[TEXT BLOCK]
===
Flags were ordered to fly at half-mast across the city Sunday as D.C. residents reflected on the tumultuous career of political legend and revered former mayor Marion Barry.
Barry died early Sunday morning of hypertensive cardiovascular disease at age 78, and will be remembered, in part, as a two-time mayor who helped transform the District from a crime-riddled city to a thriving metropolitan area.
Over his 16 years as the city’s top leader, he created a surplus in the District’s budget, supervised intermittent real estate booms and improved the city’s sanitation infrastructure and government efficiency.
Since 2005, Barry was serving as a member of the D.C. Council representing Ward 8. He also represented the same ward in the 1990s.
Stephen Joel Trachtenberg, who served as University president when Barry was a Council member and mayor, said Barry was, for most of his career, a “very positive force” for the city.
“While he wasn’t specifically helpful to GW, he helped in a collateral way,” Trachtenberg said. “As he enhanced quality of life in city, he made the University’s situation better.”
But unemployment and crime skyrocketed during Barry’s tenure as he laid off thousands of Metropolitan Police Department officers to foster surpluses. D.C. experienced its peak of 479 homicides in 1991, the Washington Post reported. The city soon became known as America’s “murder capital,” the New York Times reported.
In 1990, Barry was videotaped smoking crack cocaine, and later served six months in a federal prison for possession.
“What you have is man sort of like a character in a Greek tragedy. He had moments of greatness but also times when he fell,” Trachtenberg said. “Was he a perfect saint? No. But he did far more good than what his human flaws took away.”
Barry remained widely popular and, in 1994, he was again elected mayor.
“The things I like to express to people about Marion aren’t his personal issues,” said senior Markus Batchelor, who was recently elected to a spot on a Ward 8 Advisory Neighborhood Commission. “Marion from day one until his last day cared about people in need, and that’s his legacy.”
Batchelor, who grew up in the historically troubled ward, remembered feeling inspired by Barry’s “unapologetic dedication” to “the last and the lost” of Southeast D.C.
“He was hyper-involved, and wasn’t afraid to stand up and be their spokesperson, their voice box,” Batchelor said. “Down to the end, he was always a fighter.”
The Ward 8 native said Barry’s reforms and policies crafted the D.C. that exists today, which he called the “icing on the cake” for students applying to GW.
Barry was a visible leader in the Civil Rights Movement, and delivered the keynote address for Jesse Jackson at the 1984 Democratic National Convention. Even before the end of his mayoral career, he was dubbed “Mayor for Life” by D.C. residents across all eight wards, a nickname that became the title of his memoir.
“Through a storied, at times tumultuous life and career, he earned the love and respect of countless Washingtonians,” President Barack Obama said in a statement.
Mayor Vincent Gray, an alumnus, promised “official ceremonies worthy of a true statesman” for Barry.
A funeral procession will likely be held after the Thanksgiving weekend, which the Post reported may be held at the Verizon Center or the Walter E. Washington Convention Center.
“In the years to come, historians will sort his life out in ways that are hard to do,” Trachtenberg said. “Like all of us, Marion Barry was a complex character. There was Marion the guy, and there was Marion the mayor. But he was still a capable man with his multiple responsibilities.”
===
Dataset excerpts:
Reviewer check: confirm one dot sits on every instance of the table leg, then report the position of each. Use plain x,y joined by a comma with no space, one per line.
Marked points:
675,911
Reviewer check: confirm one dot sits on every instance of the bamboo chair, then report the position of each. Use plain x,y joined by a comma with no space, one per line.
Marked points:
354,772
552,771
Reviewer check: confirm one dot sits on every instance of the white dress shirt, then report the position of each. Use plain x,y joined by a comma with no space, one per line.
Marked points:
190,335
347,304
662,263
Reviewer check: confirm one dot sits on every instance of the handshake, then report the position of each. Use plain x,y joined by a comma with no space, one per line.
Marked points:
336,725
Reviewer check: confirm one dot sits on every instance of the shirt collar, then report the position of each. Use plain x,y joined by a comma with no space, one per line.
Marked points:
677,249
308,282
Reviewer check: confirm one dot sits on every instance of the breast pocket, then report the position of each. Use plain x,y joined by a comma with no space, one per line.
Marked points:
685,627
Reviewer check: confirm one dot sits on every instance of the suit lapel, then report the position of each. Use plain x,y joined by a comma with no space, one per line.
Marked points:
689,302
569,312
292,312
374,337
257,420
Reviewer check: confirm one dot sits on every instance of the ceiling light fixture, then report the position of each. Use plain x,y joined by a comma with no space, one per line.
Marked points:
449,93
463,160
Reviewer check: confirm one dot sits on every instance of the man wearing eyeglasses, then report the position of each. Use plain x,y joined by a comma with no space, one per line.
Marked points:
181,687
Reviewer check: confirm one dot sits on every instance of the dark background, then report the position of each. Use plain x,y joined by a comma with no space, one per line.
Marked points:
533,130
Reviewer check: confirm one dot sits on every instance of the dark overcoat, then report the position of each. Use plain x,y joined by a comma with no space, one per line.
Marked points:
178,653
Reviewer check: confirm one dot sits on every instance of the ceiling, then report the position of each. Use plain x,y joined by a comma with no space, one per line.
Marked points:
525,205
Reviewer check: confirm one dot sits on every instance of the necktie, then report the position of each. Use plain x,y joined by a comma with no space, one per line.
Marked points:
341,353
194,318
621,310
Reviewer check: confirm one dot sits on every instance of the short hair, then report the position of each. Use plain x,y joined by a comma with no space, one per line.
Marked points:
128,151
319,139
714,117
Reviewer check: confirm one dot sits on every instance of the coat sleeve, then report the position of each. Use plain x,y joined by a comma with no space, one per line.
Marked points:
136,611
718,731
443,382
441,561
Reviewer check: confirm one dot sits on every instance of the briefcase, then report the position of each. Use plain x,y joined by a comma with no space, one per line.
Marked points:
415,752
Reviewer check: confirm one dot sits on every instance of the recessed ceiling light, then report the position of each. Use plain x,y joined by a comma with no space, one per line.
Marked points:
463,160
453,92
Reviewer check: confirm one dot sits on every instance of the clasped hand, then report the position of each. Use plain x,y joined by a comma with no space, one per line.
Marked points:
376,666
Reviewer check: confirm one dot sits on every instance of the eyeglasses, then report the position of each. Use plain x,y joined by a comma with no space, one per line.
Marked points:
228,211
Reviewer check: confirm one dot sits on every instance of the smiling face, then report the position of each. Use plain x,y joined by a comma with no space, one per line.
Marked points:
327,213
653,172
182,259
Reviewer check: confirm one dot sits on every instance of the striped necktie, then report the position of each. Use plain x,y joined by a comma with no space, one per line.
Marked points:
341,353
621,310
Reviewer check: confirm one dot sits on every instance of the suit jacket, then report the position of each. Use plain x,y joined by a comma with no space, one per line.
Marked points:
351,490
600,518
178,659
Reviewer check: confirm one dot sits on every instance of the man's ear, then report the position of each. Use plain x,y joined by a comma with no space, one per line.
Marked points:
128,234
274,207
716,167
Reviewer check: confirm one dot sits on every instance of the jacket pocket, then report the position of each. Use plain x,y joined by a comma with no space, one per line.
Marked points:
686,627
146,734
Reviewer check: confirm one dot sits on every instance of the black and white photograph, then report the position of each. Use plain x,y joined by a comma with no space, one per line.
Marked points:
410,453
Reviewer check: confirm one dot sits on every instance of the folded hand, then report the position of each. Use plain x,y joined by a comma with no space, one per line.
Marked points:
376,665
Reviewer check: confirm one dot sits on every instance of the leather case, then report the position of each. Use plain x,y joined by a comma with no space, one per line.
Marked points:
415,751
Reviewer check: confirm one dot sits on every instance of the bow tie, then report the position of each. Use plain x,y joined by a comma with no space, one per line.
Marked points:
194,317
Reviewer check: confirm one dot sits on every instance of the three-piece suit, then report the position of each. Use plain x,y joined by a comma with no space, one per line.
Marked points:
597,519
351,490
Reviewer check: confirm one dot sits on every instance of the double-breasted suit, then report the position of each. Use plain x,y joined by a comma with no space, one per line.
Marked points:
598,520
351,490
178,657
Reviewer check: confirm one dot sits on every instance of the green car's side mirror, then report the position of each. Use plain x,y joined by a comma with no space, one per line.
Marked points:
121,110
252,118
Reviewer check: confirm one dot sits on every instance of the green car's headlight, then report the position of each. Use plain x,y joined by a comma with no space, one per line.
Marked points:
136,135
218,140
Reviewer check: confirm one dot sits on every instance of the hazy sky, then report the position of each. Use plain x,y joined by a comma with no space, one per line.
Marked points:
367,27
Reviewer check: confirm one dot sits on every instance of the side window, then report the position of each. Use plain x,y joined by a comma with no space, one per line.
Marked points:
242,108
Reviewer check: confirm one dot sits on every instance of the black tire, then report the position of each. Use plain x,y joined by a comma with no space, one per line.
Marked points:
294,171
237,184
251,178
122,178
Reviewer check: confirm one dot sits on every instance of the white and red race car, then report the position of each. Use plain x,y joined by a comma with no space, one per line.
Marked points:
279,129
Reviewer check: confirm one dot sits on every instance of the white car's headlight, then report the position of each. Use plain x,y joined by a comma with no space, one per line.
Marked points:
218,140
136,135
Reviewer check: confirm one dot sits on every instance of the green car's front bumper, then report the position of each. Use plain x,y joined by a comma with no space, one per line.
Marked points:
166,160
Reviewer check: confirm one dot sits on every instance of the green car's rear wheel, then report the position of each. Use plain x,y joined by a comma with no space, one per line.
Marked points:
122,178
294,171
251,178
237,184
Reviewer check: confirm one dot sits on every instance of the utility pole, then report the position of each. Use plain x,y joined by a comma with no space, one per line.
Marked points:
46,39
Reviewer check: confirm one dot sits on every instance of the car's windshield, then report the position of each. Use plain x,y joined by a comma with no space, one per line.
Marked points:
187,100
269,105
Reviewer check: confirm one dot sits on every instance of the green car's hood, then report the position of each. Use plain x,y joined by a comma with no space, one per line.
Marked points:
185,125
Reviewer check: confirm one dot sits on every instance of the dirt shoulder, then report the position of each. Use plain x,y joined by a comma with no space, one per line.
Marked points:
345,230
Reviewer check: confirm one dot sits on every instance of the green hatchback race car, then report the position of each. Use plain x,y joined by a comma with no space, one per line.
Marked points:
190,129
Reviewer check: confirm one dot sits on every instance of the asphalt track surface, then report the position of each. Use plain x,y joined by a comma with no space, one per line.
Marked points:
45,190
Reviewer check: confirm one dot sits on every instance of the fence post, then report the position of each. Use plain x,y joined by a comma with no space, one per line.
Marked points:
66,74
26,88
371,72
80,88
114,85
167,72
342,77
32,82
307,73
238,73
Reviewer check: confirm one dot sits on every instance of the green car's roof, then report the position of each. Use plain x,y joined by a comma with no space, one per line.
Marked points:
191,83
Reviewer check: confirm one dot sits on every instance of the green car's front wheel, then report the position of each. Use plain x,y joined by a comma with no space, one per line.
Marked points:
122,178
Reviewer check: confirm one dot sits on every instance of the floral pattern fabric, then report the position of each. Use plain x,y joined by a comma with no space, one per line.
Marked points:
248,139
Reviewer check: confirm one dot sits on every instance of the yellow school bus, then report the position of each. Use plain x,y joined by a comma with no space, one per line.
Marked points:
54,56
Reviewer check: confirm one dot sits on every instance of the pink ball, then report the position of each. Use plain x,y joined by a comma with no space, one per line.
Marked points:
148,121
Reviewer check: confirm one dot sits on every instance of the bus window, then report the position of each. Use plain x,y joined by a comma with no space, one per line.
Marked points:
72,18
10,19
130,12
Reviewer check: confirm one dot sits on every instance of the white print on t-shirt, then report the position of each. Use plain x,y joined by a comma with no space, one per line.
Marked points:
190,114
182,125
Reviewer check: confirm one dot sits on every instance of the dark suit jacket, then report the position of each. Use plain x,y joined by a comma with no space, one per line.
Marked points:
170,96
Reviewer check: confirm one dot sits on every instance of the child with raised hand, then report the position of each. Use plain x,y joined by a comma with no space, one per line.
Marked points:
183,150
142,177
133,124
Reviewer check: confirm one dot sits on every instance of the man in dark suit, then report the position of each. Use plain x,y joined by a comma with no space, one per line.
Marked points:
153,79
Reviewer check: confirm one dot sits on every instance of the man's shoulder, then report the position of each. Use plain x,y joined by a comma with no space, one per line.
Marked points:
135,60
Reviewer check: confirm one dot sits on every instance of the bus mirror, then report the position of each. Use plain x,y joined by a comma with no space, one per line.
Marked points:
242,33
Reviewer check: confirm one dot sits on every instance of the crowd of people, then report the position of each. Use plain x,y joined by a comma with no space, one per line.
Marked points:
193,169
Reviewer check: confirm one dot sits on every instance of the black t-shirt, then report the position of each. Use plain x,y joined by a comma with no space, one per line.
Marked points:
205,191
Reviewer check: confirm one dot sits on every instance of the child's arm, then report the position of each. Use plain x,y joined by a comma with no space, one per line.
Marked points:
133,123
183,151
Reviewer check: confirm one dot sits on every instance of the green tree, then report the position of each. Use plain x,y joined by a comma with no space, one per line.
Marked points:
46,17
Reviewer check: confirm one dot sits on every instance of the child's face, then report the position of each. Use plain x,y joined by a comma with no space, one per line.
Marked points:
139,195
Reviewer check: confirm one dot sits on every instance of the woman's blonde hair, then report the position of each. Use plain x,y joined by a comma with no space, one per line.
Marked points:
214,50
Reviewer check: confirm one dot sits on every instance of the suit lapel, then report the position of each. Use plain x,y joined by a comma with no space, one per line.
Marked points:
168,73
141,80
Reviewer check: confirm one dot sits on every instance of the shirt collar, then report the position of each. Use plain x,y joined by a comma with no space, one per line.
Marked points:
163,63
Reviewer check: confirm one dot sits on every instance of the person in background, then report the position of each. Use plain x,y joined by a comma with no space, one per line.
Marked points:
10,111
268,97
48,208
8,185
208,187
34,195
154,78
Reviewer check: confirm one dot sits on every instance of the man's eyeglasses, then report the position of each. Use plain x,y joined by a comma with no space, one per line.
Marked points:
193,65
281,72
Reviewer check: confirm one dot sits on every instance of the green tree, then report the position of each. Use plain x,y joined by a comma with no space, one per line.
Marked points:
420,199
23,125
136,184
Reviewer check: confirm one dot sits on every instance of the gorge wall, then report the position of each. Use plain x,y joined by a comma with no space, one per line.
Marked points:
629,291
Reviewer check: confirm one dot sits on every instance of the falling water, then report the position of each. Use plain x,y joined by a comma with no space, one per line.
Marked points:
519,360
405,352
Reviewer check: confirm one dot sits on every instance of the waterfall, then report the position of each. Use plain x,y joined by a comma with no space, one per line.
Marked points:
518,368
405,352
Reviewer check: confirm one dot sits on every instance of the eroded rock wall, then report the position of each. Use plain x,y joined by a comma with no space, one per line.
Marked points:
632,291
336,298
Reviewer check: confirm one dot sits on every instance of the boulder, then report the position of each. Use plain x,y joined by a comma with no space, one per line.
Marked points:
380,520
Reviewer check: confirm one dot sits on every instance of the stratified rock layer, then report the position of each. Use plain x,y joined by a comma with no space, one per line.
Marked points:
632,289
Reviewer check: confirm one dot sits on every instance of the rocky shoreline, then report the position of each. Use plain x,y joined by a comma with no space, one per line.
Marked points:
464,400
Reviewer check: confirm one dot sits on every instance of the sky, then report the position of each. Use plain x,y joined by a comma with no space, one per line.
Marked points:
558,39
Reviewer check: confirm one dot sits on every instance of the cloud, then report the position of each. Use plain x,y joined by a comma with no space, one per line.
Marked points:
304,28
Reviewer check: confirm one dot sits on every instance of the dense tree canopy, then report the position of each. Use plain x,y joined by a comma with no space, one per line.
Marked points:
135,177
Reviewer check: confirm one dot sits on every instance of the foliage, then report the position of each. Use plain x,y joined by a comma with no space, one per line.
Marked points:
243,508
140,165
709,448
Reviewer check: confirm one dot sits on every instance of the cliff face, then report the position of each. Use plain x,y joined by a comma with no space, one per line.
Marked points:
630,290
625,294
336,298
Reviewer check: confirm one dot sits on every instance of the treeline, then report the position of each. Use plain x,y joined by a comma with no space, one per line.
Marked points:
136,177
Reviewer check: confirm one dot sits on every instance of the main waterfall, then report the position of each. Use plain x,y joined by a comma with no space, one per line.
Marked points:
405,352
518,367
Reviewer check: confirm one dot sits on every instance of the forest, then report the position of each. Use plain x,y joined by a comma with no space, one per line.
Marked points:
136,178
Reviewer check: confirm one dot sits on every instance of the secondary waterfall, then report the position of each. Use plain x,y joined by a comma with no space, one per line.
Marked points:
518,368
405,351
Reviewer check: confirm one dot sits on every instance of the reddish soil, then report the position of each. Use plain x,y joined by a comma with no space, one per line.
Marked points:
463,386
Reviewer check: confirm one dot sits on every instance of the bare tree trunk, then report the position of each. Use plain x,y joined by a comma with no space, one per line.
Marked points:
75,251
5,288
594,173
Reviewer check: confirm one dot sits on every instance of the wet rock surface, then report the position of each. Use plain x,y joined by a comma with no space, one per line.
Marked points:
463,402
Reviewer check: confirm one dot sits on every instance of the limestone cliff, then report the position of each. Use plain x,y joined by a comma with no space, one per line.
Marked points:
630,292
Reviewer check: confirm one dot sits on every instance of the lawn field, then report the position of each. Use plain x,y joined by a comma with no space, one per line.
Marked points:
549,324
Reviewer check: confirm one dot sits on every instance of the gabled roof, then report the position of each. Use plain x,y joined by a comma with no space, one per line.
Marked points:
===
Copy verbatim everything from "Barry remained widely" down to "applying to GW." in the article on Marion Barry above.

[REPLY]
Barry remained widely popular and, in 1994, he was again elected mayor.
“The things I like to express to people about Marion aren’t his personal issues,” said senior Markus Batchelor, who was recently elected to a spot on a Ward 8 Advisory Neighborhood Commission. “Marion from day one until his last day cared about people in need, and that’s his legacy.”
Batchelor, who grew up in the historically troubled ward, remembered feeling inspired by Barry’s “unapologetic dedication” to “the last and the lost” of Southeast D.C.
“He was hyper-involved, and wasn’t afraid to stand up and be their spokesperson, their voice box,” Batchelor said. “Down to the end, he was always a fighter.”
The Ward 8 native said Barry’s reforms and policies crafted the D.C. that exists today, which he called the “icing on the cake” for students applying to GW.